■ JOB ■
Update the material below by replacing every "Box" with "Region" and leaving everything else unchanged.

########

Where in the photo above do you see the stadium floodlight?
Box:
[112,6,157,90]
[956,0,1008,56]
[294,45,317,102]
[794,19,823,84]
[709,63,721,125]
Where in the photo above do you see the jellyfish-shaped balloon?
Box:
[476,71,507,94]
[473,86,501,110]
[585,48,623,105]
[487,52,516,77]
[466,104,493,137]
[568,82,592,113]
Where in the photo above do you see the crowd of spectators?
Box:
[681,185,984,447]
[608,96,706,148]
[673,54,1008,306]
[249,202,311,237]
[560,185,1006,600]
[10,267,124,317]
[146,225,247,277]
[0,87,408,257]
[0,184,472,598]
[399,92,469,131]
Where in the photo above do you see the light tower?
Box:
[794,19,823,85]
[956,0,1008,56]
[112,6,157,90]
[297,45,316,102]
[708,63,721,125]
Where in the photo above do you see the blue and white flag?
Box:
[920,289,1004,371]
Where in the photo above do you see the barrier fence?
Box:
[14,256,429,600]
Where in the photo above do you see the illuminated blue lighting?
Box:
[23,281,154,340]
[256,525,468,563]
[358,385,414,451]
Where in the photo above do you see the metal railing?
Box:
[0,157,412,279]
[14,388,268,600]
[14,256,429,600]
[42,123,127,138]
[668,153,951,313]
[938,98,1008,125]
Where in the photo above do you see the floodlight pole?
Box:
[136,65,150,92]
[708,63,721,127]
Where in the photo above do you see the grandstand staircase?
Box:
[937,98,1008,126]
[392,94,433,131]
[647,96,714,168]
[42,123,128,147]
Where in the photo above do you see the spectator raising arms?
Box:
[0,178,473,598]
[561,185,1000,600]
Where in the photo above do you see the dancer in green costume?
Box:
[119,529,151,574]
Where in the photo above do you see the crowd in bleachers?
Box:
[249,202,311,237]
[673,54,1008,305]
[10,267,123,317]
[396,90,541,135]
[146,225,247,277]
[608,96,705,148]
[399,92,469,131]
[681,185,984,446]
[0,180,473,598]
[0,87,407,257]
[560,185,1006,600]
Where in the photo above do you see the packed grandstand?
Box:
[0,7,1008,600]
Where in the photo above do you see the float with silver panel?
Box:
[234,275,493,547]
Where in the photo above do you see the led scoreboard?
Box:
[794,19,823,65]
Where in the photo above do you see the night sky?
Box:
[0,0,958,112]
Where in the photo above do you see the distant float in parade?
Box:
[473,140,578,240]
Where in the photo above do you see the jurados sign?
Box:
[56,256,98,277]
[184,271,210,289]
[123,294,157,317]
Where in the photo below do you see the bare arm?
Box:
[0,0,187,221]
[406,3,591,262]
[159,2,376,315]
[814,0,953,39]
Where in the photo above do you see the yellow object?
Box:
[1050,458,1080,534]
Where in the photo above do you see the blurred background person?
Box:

########

■ FULL RESPONSE ■
Where in the photo above do you see the stadium floodlight?
Region:
[112,6,157,90]
[956,0,1008,56]
[294,45,317,102]
[794,19,823,84]
[709,63,721,125]
Where in the photo above do you see the jellyfish-shaped balloon?
Region:
[476,71,507,94]
[473,86,501,110]
[585,48,623,105]
[487,52,516,77]
[466,104,493,137]
[568,82,592,113]
Where in the photo above do you see the crowd of spectators?
Region:
[681,185,984,447]
[608,96,706,148]
[673,54,1008,306]
[249,202,311,237]
[560,185,1006,600]
[10,267,124,317]
[146,225,247,277]
[0,87,408,257]
[0,184,472,598]
[399,92,469,131]
Where in the photo above do you see the light tower?
Region:
[794,19,823,85]
[956,0,1008,56]
[112,6,157,90]
[297,45,316,102]
[708,63,721,125]
Where in the photo above do you see the blue and white flag?
Region:
[920,289,1004,371]
Where in the photo above do you see the barrier fence?
Region:
[14,256,429,600]
Where in the photo above do you see the illuminated blue lighting?
Region:
[23,281,154,340]
[256,525,468,563]
[358,385,414,451]
Where in the photo above do you see the metal railing?
Region:
[0,157,412,279]
[14,388,268,600]
[14,256,429,600]
[42,123,127,138]
[668,153,951,313]
[938,98,1008,125]
Where in the photo above do you see the floodlight pole?
Region:
[136,65,150,92]
[708,63,721,127]
Where in the photo above do you see the grandstand staircase?
Region:
[937,98,1008,126]
[392,94,433,131]
[647,96,714,168]
[42,123,128,147]
Where in the photo above do you see the spectator raising arms?
Region:
[0,178,473,598]
[561,185,1000,600]
Where in the photo above do you see the dancer in green costume?
Region:
[119,529,151,574]
Where in the photo above do you see the crowd in bleachers?
Region:
[249,202,311,237]
[673,54,1008,305]
[10,267,123,317]
[396,90,541,135]
[146,225,247,277]
[608,96,705,148]
[399,92,469,131]
[681,185,984,446]
[0,180,473,598]
[0,87,407,257]
[560,185,1006,600]
Where in the photo above do you see the packed grandstand?
Region:
[0,7,1008,600]
Where in the photo above do you see the float with silver panel?
Region:
[234,275,493,547]
Where in the photo above do you see the led scoreboard?
Region:
[794,19,823,65]
Where in the photo above do you see the night sky?
Region:
[0,0,958,112]
Where in the photo above do you see the distant float in parade?
Region:
[473,140,578,240]
Where in the photo above do you see the jurados sign?
Region:
[56,256,98,277]
[184,271,210,289]
[123,294,157,317]
Where in the photo below do you see the bare arm?
Region:
[0,0,187,221]
[406,3,591,262]
[159,2,376,315]
[814,0,953,39]
Where in the photo above do you see the yellow object?
Region:
[1050,458,1080,534]
Where in the photo above do you see the blurred background person?
Region:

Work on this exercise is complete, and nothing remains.